# WORK ORDER:
Please reproduce all the records exactly while leaving out their pictures.
Start of Block
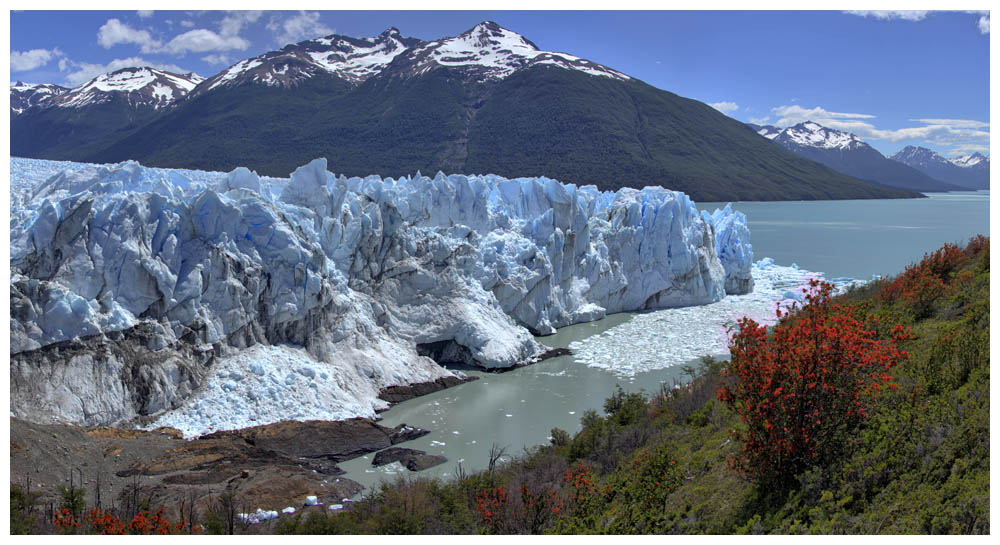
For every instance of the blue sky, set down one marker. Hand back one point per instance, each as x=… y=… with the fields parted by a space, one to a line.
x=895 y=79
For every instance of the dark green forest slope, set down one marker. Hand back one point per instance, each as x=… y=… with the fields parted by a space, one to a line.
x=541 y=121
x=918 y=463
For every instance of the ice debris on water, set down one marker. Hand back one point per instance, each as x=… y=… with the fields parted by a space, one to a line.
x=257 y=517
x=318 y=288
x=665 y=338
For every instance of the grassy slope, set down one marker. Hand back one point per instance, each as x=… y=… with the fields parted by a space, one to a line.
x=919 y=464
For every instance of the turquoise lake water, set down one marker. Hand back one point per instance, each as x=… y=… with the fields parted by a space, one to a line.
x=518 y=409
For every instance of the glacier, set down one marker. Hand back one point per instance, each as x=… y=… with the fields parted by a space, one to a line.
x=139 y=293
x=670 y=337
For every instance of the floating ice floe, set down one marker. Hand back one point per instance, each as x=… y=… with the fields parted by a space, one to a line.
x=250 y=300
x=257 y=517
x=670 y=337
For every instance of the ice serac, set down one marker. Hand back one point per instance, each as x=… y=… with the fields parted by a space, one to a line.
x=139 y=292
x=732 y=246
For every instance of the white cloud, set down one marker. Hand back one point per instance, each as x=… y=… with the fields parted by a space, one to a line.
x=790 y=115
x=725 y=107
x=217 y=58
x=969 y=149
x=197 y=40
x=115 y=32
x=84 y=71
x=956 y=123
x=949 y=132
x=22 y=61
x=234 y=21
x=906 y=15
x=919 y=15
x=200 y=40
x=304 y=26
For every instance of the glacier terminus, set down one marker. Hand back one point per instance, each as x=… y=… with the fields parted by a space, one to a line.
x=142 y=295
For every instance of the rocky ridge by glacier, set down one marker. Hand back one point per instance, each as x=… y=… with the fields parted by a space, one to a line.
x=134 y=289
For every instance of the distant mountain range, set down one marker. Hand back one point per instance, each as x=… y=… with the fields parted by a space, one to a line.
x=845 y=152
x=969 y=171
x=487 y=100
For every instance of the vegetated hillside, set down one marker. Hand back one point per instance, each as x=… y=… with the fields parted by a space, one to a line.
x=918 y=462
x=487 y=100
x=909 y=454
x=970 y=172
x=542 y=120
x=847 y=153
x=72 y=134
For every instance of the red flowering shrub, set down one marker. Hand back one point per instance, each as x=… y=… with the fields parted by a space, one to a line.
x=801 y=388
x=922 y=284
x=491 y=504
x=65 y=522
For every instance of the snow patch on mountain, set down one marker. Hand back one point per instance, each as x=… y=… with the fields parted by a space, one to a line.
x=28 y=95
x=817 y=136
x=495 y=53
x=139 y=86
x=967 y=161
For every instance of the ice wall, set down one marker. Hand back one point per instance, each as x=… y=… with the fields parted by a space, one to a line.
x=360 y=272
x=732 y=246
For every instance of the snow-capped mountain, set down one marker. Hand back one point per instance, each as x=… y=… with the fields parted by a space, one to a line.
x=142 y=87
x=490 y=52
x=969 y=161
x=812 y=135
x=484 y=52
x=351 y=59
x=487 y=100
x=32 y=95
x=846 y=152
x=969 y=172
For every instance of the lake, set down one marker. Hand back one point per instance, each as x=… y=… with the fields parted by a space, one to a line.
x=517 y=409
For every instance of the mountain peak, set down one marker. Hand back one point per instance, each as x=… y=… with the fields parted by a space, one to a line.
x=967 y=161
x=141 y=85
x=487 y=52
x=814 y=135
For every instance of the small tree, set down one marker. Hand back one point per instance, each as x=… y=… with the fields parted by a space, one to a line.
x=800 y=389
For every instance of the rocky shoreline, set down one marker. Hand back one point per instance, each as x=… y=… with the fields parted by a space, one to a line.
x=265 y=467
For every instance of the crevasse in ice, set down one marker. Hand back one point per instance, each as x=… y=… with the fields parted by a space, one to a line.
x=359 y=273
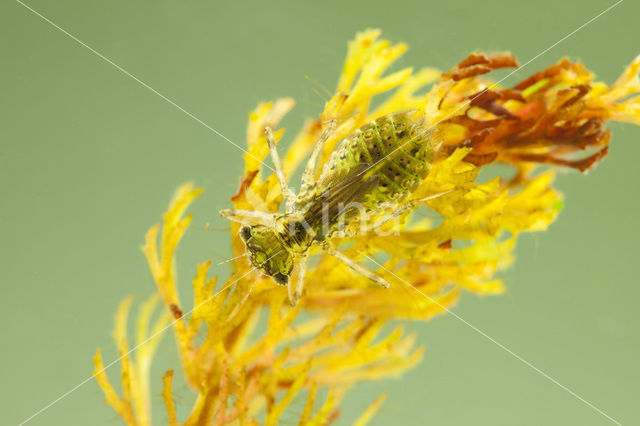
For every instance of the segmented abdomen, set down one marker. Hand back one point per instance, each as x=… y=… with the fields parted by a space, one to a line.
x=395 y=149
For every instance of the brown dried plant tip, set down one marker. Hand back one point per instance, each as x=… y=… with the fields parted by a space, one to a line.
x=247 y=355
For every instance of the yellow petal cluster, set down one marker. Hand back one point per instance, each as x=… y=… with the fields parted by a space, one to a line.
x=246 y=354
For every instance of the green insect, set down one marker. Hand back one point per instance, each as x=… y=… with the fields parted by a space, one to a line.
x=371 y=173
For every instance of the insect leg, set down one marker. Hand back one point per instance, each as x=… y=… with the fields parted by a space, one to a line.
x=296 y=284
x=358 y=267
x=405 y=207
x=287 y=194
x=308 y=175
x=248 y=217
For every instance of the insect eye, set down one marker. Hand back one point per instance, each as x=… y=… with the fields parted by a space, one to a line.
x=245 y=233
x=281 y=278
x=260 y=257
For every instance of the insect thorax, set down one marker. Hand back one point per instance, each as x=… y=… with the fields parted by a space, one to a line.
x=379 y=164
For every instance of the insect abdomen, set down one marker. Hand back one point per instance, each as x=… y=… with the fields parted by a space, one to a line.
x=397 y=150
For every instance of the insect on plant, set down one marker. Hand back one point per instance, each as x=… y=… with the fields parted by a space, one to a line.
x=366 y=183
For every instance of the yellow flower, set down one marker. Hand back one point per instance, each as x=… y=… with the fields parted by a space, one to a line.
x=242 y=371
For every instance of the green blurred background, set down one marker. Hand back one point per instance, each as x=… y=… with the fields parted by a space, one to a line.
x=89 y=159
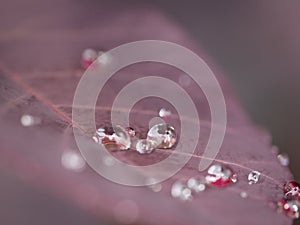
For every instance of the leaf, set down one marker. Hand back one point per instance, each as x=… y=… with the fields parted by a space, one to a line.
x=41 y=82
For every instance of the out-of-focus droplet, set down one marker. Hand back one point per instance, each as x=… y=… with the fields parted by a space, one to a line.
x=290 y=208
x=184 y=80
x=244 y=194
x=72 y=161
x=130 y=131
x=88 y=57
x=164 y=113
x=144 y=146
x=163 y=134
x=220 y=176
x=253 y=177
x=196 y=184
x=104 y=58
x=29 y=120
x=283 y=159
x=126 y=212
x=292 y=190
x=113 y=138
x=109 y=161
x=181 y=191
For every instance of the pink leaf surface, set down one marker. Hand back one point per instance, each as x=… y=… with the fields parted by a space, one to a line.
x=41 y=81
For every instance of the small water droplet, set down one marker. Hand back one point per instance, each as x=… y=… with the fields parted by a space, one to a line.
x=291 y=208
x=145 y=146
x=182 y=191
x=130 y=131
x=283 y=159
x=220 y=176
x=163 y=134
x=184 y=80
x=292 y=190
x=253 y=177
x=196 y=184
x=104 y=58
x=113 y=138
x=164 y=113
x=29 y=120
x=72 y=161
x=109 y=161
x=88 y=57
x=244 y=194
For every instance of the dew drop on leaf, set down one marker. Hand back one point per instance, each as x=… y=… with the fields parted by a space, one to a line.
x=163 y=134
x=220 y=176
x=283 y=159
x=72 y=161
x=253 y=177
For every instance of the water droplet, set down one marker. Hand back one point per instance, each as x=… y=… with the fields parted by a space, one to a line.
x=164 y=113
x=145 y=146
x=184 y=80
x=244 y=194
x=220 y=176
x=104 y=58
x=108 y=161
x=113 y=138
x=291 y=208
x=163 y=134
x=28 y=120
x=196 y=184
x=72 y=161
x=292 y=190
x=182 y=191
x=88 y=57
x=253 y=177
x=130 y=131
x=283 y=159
End of Block
# SOLVED PROBLEM:
For every instance of the blue sky, set down one marker. Hand back one point per instance, each as x=… y=… with the fields parted by a space, one to a line.
x=895 y=79
For every instance of the dark green forest slope, set down one marker. Hand back one point per instance, each as x=… y=… with the fields parted by a space, one to a line.
x=541 y=121
x=918 y=463
For every instance of the ice debris on water, set down one marker. Hand back one point per instance, each as x=… y=… with the fields parted by a space, one to a line.
x=257 y=517
x=318 y=288
x=665 y=338
For every instance of the grassy slope, set down one marker. Hand back one point per instance, each as x=… y=… with the fields parted by a space, one to a line.
x=919 y=464
For every instance of the turquoise lake water, set down one marker. Hand back one point per instance, each as x=… y=… with the fields parted by a space, one to a line.
x=518 y=409
For every instance of the glacier, set down one marker. Hand back one point per instance, each as x=… y=… with the fields parted by a space, one to a line.
x=139 y=293
x=670 y=337
For every instance of the floating ice floe, set down one marker. Hand back one point per instance, each as x=… y=… with the fields parted by a space, one to a line.
x=250 y=300
x=257 y=517
x=670 y=337
For every instance of the ice serac, set down one marker. Hand back one point per instance, each as x=… y=… with the fields parted by a space, one to a line.
x=139 y=292
x=732 y=246
For every instance of the white cloud, set down one marker. Hand back one point per instance, each as x=… y=… with the fields parted by a space, one to a line.
x=790 y=115
x=725 y=107
x=217 y=58
x=969 y=149
x=197 y=40
x=115 y=32
x=84 y=71
x=956 y=123
x=949 y=132
x=22 y=61
x=234 y=21
x=906 y=15
x=919 y=15
x=200 y=40
x=304 y=26
For every instance of the glacier terminus, set down one marker. Hand back one point per instance, each as x=… y=… with the fields parted by a space, one to a line.
x=142 y=295
For every instance of the rocky ridge by glacier, set down one marker. Hand back one point per instance, each as x=… y=… with the fields parted by a space, one to a line.
x=134 y=289
For every instance of the distant mountain range, set down one marker. Hand back one point per instance, each as x=… y=… with the fields parted by a space, one to a line.
x=845 y=152
x=969 y=171
x=487 y=100
For every instance of the vegetated hillside, set down one marker. Hand back one point per instance, each as x=… y=… with the fields parted by a space, one to a line.
x=918 y=462
x=487 y=100
x=909 y=454
x=970 y=172
x=542 y=120
x=847 y=153
x=72 y=134
For every instance of the red flowering shrub, set down one marker. Hand back one point per instance, each as x=… y=… with the fields parted by a space, one to a line.
x=801 y=388
x=922 y=284
x=491 y=504
x=65 y=522
For every instance of the snow patch on mountain, set down one marker. Hand back one point per instance, each as x=… y=… with the fields parted by a space, one to a line.
x=28 y=95
x=817 y=136
x=495 y=53
x=139 y=86
x=967 y=161
For every instance of the ice wall, set down one marker. Hand back one point per instance, each as x=… y=… with the fields parted by a space, one to a line.
x=360 y=272
x=732 y=246
For every instance of the snow-capped mountain, set down one marker. Hand back one point per instance, each as x=… y=… with the fields parted by a space, one to a line.
x=142 y=87
x=490 y=52
x=969 y=161
x=812 y=135
x=484 y=52
x=351 y=59
x=487 y=100
x=32 y=95
x=846 y=152
x=969 y=172
For every instance of the lake, set down one marker. Hand back one point per instance, each as x=… y=… with the fields parted by a space, one to a line.
x=517 y=409
For every instance of the mountain peak, set down one marker. Hand back one point per instance, each as x=… y=… with the fields parted by a space, one to a line.
x=967 y=161
x=141 y=85
x=487 y=52
x=814 y=135
For every instance of the small tree, set down one marker. Hand back one point per instance, each as x=… y=… with the fields parted by a space, one to a line.
x=800 y=389
For every instance of the rocky shoreline, set down one marker. Hand back one point per instance, each as x=… y=… with the fields parted by a space, one to a line.
x=265 y=467
For every instance of the crevasse in ice, set down one marker. Hand back one point per instance, each as x=… y=… with the fields parted by a space, one to a line.
x=359 y=273
For every instance of the segmented abdomen, set down one marker. Hand back one point per instance, each as x=… y=… with the fields parted by a space, one to a line.
x=395 y=149
For every instance of the brown dried plant tip, set down one marker. Hand back one point per instance, each as x=… y=… with the fields parted by a space, one to a line.
x=247 y=355
For every instance of the yellow petal cluster, set down one marker. Hand back one point per instance, each as x=… y=… with the fields parted by a space, one to a line.
x=246 y=354
For every instance of the green insect, set down one marker. Hand back one point per instance, each as x=… y=… with the fields parted by a space, one to a line.
x=371 y=173
For every instance of the insect leg, set down one marker. Hand back one point per instance, each as x=… y=… with the fields parted by a space, one to a line.
x=296 y=284
x=358 y=267
x=405 y=207
x=287 y=194
x=308 y=175
x=248 y=217
For every instance of the insect eye, set down one marker. Hand back one point per instance, each as x=… y=… with the fields parted by a space, one to a line.
x=245 y=233
x=281 y=278
x=260 y=257
For every instance of the insect thorax, set down one marker. Hand back one point per instance, each as x=… y=… with the fields parted by a space, one to a line.
x=379 y=164
For every instance of the insect abdomen, set down one marker. Hand back one point per instance, each as x=… y=… with the fields parted by a space, one to a line.
x=397 y=150
For every instance of the insect on plant, set down one marker. Hand back one point per instance, each as x=… y=… with the fields parted by a space, one to a line.
x=366 y=183
For every instance of the yellow flower, set down one marker. Hand back one point per instance, each as x=… y=… with the fields parted by a space, one to a line.
x=242 y=371
For every instance of the green blurred background, set down one marker. Hand back one point per instance, each as x=… y=… with the fields parted by a space, one to a line.
x=89 y=159
For every instance of the leaf, set down one marker. Hand back one point per instance, each as x=… y=… with the fields parted by a space, one to a line.
x=41 y=82
For every instance of the out-of-focus droplet, set down one marker. Hand back one point per instance, each as x=… y=… with the fields parted by a space, one to a line.
x=290 y=208
x=184 y=80
x=244 y=194
x=72 y=161
x=130 y=131
x=88 y=57
x=164 y=113
x=144 y=146
x=163 y=134
x=220 y=176
x=253 y=177
x=196 y=184
x=104 y=58
x=29 y=120
x=283 y=159
x=126 y=212
x=292 y=190
x=113 y=138
x=109 y=161
x=181 y=191
For every instance of the pink leaf surface, set down one marker. Hand back one point per instance, each as x=… y=… with the fields parted by a space, one to a line.
x=41 y=81
For every instance of the small water droplet, set down one marker. Hand back one point per instance, each as x=… y=… with the fields parted by a space, one to a line.
x=291 y=208
x=145 y=146
x=182 y=191
x=130 y=131
x=283 y=159
x=220 y=176
x=163 y=134
x=184 y=80
x=292 y=190
x=253 y=177
x=196 y=184
x=104 y=58
x=113 y=138
x=164 y=113
x=29 y=120
x=72 y=161
x=109 y=161
x=88 y=57
x=244 y=194
For every instance of the dew drop on leaf, set down one marker. Hand back one point per instance, each as x=… y=… with the fields parted by a space, one to a line.
x=163 y=134
x=220 y=176
x=283 y=159
x=72 y=161
x=253 y=177
For every instance of the water droplet, set down one marker. Hand back one point per instance, each as x=… y=… with the fields parted by a space, one to a line.
x=164 y=113
x=145 y=146
x=184 y=80
x=244 y=194
x=220 y=176
x=104 y=58
x=108 y=161
x=113 y=138
x=291 y=208
x=163 y=134
x=28 y=120
x=196 y=184
x=72 y=161
x=292 y=190
x=182 y=191
x=88 y=57
x=253 y=177
x=130 y=131
x=283 y=159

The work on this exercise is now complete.